Chiedo immediatamente perdono, perché sto per iniziare un pezzo su i400Calci citando Paolo Sorrentino, ma vedendo Reminiscence mi è tornata in mente una frase che aveva pronunciato credo a Venezia, in occasione della presentazione di The Young Pope. Sorrentino stava cercando di spiegare il suo approccio alla serialità, usando la vecchia argomentazione de “la mia non è una serie, ma un film lungo”, in pratica. Detta così sembra la solita cazzata, eppure Sorry sollevava un buon punto: mentre le serie (televisive, streaming, come le volete chiamare) si poggiano molto sulla parola per raccontare, il cinema deve essere più sintetico e dunque ricorrere ai simboli, alle associazioni visive. In sostanza, le serie sono più lunghe e hanno più tempo per esporre i loro temi, e dunque lo possono fare con un mix di dialoghi e comparto visivo. Il cinema in genere deve fare le stesse cose in due ore, e deve quindi essere più immediato, ricorrendo più alle immagini che alla parola.
Ecco, trovo che questo paragone si applichi perfettamente a Reminiscence, esordio alla regia cinematografica di una delle autrici televisive più quotate del momento nonché, come direbbero su Rai Uno, “la moglie di Jonathan Nolan”, Lisa Joy. Insieme a Nolan Jr., Lisa Joy ha creato quel mindfuck che è Westworld, di cui io onestamente ho visto solo le prime due stagioni e sono sicuro che qualcuno di voi dirà “Ma sei pazzo? La terza è la migliore!”, ma le cose sono andate così e purtroppo non possiamo farci niente. Già la seconda stagione, per quanto contenesse cose molto belle, era più farraginosa della prima, alla terza ho ceduto dopo una puntata. Mi sono promesso di riprovarci, ma per ora niente.
La sostanza cambia poco, comunque: Lisa Joy è emersa con una serie fantascientifica ambiziosa, che ha espanso le premesse del film di Michael Crichton portando tutto sui binari di domande ancestrali come “Cosa vuol dire essere umano?”, “Possiamo fidarci della memoria?” e “C’è ancora speranza che Aaron Paul si rifaccia una carriera?”. Era inevitabile che tentasse la strada del cinema, e lo fa con un esordio da lei scritto e diretto, che si muove su temi simili e ha giustamente attirato attori importanti come Hugh Jackman e Rebecca Ferguson, nonché metà cast di Westworld (ok, Thandiwe Newton e Angela Sarafyan e basta).
Come non zompare a bordo del primo film di un’autrice che sta spopolando sul piccolo schermo? Soprattutto di un film come Reminiscence, che promette di essere quel genere di sci-fi di alto bordo, con ruoli succosi per star che vogliono provare di essere anche capaci di recitare, una trama abbastanza ingarbugliata da sembrare intelligente e qualche bel rimando al global warming giusto pe’ no fasse manca’ gnente. Jackman ha poi il vantaggio di aver lavorato col nume tutelare di un’operazione come questa, Christopher Nolan, e dunque per associazione imprime subito il marchio di garanzia su un film che mira ad attirare quello stesso target.

◆ Consegna scritta 1
Secondo il brano su Reminiscence, quali attrici del cast di Westworld recitano anche nel film?
◆ Consegna scritta 2
Prosegua il brano su Reminiscence, riprendendo subito dopo la sua ultima frase.

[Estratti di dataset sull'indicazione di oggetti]
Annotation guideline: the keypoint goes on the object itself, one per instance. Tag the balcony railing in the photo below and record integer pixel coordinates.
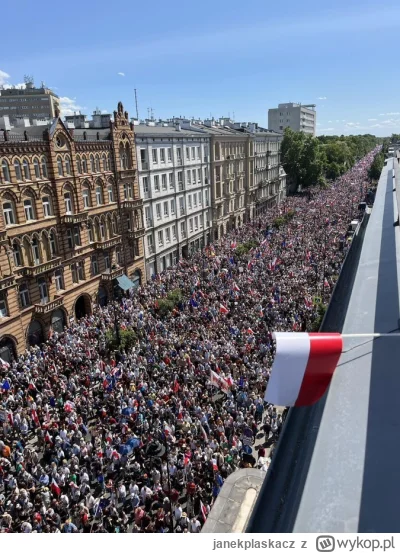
(131, 204)
(49, 306)
(114, 241)
(111, 274)
(42, 268)
(7, 282)
(74, 218)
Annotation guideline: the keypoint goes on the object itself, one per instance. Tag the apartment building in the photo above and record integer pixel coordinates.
(299, 117)
(71, 226)
(174, 176)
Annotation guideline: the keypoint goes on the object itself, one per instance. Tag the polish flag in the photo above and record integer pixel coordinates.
(303, 367)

◆ Risposta 1
Thandiwe Newton e Angela Sarafyan.

◆ Risposta 2
E sono sicuro che, durante la lavorazione di Reminiscence (aka Frammenti dal passato, che pare il titolo di un generico Dylan Dog anni ’90), sulla parete dietro la scrivania, Lisa Joy tenesse appesi due santini. Da un lato quello di Chris Nolan, che Jonathan fissava in cagnesco stile Andy Bernard di The Office quando guarda suo padre e Walter Jr. duettare. Dall’altro quello di Philip K. Dick, che mi piace immaginare vestito come Padre Pio e con la stessa espressione salvifica.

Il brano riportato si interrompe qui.